## Exercise objective
Every line of the data must be copied exactly.

## Data entries
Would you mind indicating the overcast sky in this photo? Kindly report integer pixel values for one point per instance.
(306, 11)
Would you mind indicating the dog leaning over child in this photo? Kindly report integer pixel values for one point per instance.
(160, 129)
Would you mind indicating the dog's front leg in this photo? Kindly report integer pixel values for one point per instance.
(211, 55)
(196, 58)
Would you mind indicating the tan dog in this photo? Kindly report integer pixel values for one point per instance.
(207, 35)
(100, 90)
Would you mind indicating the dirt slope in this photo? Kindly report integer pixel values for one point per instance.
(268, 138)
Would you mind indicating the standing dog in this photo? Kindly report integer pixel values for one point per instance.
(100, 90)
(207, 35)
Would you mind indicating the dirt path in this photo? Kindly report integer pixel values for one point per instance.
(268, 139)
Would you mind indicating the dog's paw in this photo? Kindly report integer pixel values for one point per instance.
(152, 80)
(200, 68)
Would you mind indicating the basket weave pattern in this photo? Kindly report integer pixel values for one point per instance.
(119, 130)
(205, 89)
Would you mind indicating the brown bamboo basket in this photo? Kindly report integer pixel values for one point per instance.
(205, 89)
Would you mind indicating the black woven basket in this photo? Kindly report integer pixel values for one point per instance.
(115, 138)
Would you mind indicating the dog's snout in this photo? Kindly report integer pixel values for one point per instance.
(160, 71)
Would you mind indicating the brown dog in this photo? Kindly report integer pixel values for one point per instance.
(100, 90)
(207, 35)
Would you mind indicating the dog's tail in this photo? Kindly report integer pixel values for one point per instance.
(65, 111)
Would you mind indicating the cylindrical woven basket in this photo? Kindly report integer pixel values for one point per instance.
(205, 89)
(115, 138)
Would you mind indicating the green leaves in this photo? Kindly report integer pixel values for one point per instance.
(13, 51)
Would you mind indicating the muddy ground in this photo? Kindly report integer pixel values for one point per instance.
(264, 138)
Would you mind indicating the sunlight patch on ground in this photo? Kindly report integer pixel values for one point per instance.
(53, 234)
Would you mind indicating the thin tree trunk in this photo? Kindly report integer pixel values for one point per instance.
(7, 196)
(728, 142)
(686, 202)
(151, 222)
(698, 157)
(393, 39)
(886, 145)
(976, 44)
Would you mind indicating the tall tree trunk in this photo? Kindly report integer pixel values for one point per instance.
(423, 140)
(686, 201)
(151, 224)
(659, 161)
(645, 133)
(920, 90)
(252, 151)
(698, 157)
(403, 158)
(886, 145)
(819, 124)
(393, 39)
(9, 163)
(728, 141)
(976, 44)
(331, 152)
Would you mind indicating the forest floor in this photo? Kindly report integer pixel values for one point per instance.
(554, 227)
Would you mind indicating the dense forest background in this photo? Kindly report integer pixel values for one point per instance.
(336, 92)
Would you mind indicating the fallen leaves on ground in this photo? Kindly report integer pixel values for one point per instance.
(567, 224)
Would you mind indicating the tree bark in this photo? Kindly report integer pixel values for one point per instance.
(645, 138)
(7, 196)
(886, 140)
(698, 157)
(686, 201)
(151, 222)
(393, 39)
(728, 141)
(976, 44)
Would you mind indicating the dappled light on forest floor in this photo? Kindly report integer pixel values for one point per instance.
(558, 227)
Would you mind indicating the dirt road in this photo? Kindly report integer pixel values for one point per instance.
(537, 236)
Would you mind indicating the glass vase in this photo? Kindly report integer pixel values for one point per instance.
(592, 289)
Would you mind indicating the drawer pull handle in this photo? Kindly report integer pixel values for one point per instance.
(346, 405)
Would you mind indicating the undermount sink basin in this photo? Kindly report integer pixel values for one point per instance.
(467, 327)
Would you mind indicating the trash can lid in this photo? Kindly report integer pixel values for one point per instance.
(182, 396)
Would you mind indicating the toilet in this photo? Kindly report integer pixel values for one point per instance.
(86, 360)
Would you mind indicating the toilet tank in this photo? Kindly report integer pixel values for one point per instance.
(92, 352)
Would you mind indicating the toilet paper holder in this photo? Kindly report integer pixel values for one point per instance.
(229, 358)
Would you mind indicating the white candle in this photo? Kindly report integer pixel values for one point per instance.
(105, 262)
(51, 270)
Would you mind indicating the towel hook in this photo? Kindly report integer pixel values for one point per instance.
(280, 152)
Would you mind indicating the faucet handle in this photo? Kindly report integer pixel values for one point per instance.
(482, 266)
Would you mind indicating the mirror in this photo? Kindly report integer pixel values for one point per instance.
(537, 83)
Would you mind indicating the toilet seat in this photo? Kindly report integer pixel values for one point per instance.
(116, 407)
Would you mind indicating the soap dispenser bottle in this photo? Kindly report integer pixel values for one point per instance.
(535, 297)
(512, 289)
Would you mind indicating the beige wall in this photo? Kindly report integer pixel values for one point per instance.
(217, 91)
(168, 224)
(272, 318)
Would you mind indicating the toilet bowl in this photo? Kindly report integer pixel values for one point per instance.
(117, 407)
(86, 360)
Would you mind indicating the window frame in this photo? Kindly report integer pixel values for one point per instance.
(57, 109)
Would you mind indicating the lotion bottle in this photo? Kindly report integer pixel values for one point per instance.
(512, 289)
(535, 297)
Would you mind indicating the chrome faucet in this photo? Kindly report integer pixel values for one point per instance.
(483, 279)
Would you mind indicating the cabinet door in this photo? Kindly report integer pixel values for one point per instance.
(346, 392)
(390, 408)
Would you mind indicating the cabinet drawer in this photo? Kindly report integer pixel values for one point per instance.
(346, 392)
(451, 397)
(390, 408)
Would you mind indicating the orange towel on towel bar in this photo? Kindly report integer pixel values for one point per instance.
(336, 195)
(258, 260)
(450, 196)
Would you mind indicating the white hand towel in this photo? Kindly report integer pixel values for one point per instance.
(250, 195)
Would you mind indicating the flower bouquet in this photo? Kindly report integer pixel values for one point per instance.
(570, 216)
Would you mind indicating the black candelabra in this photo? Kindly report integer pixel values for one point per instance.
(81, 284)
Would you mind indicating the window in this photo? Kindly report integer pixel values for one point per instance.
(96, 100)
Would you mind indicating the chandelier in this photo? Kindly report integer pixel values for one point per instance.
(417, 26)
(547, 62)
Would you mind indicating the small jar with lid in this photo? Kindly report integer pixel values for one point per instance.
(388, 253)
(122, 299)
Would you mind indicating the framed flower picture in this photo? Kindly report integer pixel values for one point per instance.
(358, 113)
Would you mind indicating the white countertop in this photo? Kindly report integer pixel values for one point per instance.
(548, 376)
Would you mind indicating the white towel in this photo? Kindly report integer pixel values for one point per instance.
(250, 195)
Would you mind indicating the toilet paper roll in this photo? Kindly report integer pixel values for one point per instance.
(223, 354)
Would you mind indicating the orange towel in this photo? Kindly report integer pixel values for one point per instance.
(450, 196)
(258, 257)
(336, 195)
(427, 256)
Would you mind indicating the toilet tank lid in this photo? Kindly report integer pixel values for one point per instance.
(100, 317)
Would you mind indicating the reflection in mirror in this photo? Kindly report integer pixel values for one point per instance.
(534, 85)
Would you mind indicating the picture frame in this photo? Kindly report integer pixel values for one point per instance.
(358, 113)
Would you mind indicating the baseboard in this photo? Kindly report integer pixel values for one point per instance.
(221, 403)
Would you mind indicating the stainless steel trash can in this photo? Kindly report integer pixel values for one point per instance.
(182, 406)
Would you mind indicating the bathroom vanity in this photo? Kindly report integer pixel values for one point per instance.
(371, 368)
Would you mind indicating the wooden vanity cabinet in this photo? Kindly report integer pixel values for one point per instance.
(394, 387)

## Task solution
Would you mind indicating the overcast sky in this photo? Kindly report integer pixel values for one point per instance.
(306, 11)
Would you mind indicating the dog leaning over child in this photo? Kindly report integer pixel values for one point per instance.
(160, 129)
Would you mind indicating the dog's front leg in this photo? Kindly report integer pixel values for one point per instance.
(211, 55)
(196, 58)
Would you mind indicating the tan dog in this photo? Kindly report integer pixel values for one point per instance.
(207, 35)
(100, 90)
Would you mind indicating the dirt slope in this photo? Kindly report integer pixel values for one point per instance.
(268, 138)
Would you mind indicating the standing dog in this photo? Kindly report integer pixel values for one point per instance.
(100, 90)
(207, 35)
Would you mind indicating the dirt path in this photo? Kindly report integer pixel values for one point per instance.
(268, 139)
Would you mind indicating the dog's paw in this photo? Kindly report integer pixel values for one point per instance.
(152, 80)
(200, 68)
Would you mind indicating the basket weave pattern in this photo? Kindly report integer pixel values for one point per instance.
(119, 130)
(205, 89)
Would you mind indicating the brown bamboo basket in this photo? Kindly report integer pixel values for one point per instance.
(205, 89)
Would you mind indicating the black woven basket in this photo? Kindly report integer pixel values for one point per instance.
(115, 138)
Would you mind indicating the dog's snout in this photo? Kindly report integer pixel values for one point per instance.
(160, 71)
Would you mind indicating the brown dog in this photo? Kindly report integer pixel values for one point per instance.
(100, 90)
(207, 35)
Would you mind indicating the dog's tail in this photo? Kindly report integer pixel values for one point per instance.
(65, 111)
Would you mind indicating the cylindrical woven basket in this photo? Kindly report integer pixel values for one point per instance.
(205, 89)
(115, 138)
Would you mind indicating the green leaves in this photo? Kindly report integer pixel values for one point per instance.
(13, 51)
Would you mind indicating the muddy ground in this photo? Kindly report integer pixel values for one point per instance.
(264, 138)
Would you mind indicating the sunlight patch on ground in this photo? Kindly report integer pixel values for one point per instance.
(53, 234)
Would you mind indicating the thin tree trunk in this photo? Kindly report integer pixel values for one point per instance.
(7, 196)
(728, 142)
(686, 202)
(151, 222)
(698, 157)
(393, 39)
(886, 145)
(976, 44)
Would you mind indicating the tall tree trunk in this photo? Kindly report integer pixel values for one point per instance.
(423, 140)
(686, 201)
(151, 224)
(659, 161)
(645, 133)
(920, 90)
(252, 151)
(698, 157)
(403, 158)
(886, 145)
(819, 124)
(393, 39)
(9, 163)
(728, 141)
(976, 44)
(331, 152)
Would you mind indicating the forest floor in this photo? Kindly report integer pixel values for one point per instance.
(554, 227)
Would you mind indicating the dense forest background in this photo? Kindly report integer pixel values for one point per instance.
(336, 92)
Would you mind indicating the fallen leaves on ground in this photo? Kindly report integer pixel values for one point per instance.
(567, 224)
Would you mind indicating the tree bark in this photo? Kindly report integer pixel values for one point per instance.
(645, 138)
(7, 196)
(886, 140)
(698, 157)
(686, 201)
(151, 222)
(393, 39)
(728, 141)
(976, 44)
Would you mind indicating the dappled light on forest floor in this photo? Kindly report integer pixel values for one point per instance.
(558, 227)
Would you mind indicating the dirt road in this photo? Kindly report integer pixel values for one point per instance.
(537, 236)
Would you mind indicating the glass vase in this photo? Kindly report integer pixel values for one point per instance.
(592, 289)
Would you mind indicating the drawer pull handle in this photo? Kindly report integer pixel values for one point per instance.
(346, 405)
Would you mind indicating the undermount sink basin in this photo? Kindly report integer pixel values for one point per instance.
(467, 327)
Would you mind indicating the trash can lid in this photo? Kindly report integer pixel values for one point per instance.
(182, 396)
Would you mind indicating the toilet in this photo? Kindly report integer pixel values for one point per instance.
(86, 360)
Would you mind indicating the toilet tank in this photo? Kindly report integer pixel values for one point per instance.
(92, 352)
Would you mind indicating the toilet paper holder in this photo? Kindly report integer pixel values for one point per instance.
(229, 358)
Would you mind indicating the white candle in this photo? Kindly report integer pixel values for one point per instance.
(105, 262)
(51, 270)
Would you mind indicating the towel hook in this photo? Kindly report integer pixel values for one point per instance.
(280, 152)
Would you mind indicating the faucet handle in this photo? Kindly report integer pixel values for one point per instance.
(482, 266)
Would you mind indicating the mirror in this photo? Kindly report integer pixel values for one point per instance.
(537, 83)
Would you mind indicating the toilet seat in this photo? Kindly report integer pixel values for one point per instance.
(116, 407)
Would you mind indicating the soap dispenser bottle in this photo? Kindly report integer pixel values for one point per instance.
(535, 297)
(512, 289)
Would you mind indicating the beige wall in this photo? Kindly report integer pixel values for one point per instance.
(217, 91)
(168, 224)
(272, 318)
Would you mind indicating the toilet bowl in this photo? Kindly report integer pixel values for one point per instance.
(117, 407)
(86, 360)
Would you mind indicating the window frame in this photo? Kindly report integer pixel values for one point per instance.
(57, 109)
Would you mind indicating the lotion bottle in this photo? Kindly report integer pixel values for one point per instance.
(512, 289)
(535, 297)
Would you mind indicating the chrome faucet in this photo? Kindly report integer pixel values for one point per instance.
(483, 279)
Would you mind indicating the cabinet door in this photo? Kindly report integer pixel values for one point per instance.
(346, 392)
(390, 408)
Would you mind indicating the cabinet drawer in this photo? Kindly report integer pixel values for one point per instance.
(346, 392)
(451, 397)
(390, 408)
Would you mind indicating the orange towel on towel bar in this photo? Kindly report integer pixel values for one point per instance.
(336, 195)
(258, 260)
(450, 196)
Would you mind indicating the white hand towel in this photo? Kindly report integer pixel values for one point per instance.
(250, 195)
Would you mind indicating the flower bouquet in this photo? Kindly report integer pixel values for one point per instance.
(570, 216)
Would you mind indicating the black candelabra in this photo? Kindly report integer pixel values for one point per instance.
(81, 284)
Would you mind indicating the window in this photo? Kindly report integer pixel values for one point per instance.
(96, 100)
Would you mind indicating the chandelier in this photo? Kindly report integer pixel values for one point per instance.
(417, 26)
(547, 62)
Would you mind indicating the small jar with lid in this photo? Kindly report integer pixel values for one point per instance.
(388, 253)
(122, 299)
Would you mind indicating the framed flower picture in this photo? Kindly report integer pixel values for one point per instance.
(358, 113)
Would you mind indicating the white countertop in this photo? Kindly report integer pixel values for one point per instance.
(548, 376)
Would you mind indicating the white towel in this photo? Kindly report integer pixel values for one point per instance.
(250, 195)
Would you mind indicating the toilet paper roll in this photo? Kindly report integer pixel values for one point per instance.
(223, 354)
Would you mind indicating the orange towel in this photo? Kindly report integer pixel values for one point per instance.
(450, 196)
(258, 257)
(336, 195)
(427, 256)
Would you mind indicating the toilet tank lid in this photo? Kindly report integer pixel values for one point per instance.
(100, 317)
Would you mind indicating the reflection in mirror in this photo? Kindly report integer pixel values for one point per instance.
(534, 85)
Would you mind indicating the picture frame in this photo? Kindly report integer pixel values for one point per instance.
(358, 113)
Would you mind indicating the baseboard in this photo? Kindly report integer pixel values for one point per instance.
(221, 403)
Would you mind indicating the stainless steel trash can in this photo? Kindly report integer pixel values for one point per instance.
(182, 406)
Would you mind indicating the bathroom vanity in this photo? Kindly report integer pixel values for one point per instance.
(371, 368)
Would you mind indicating the wooden vanity cabinet in this photo? Kindly report integer pixel values for one point per instance.
(394, 387)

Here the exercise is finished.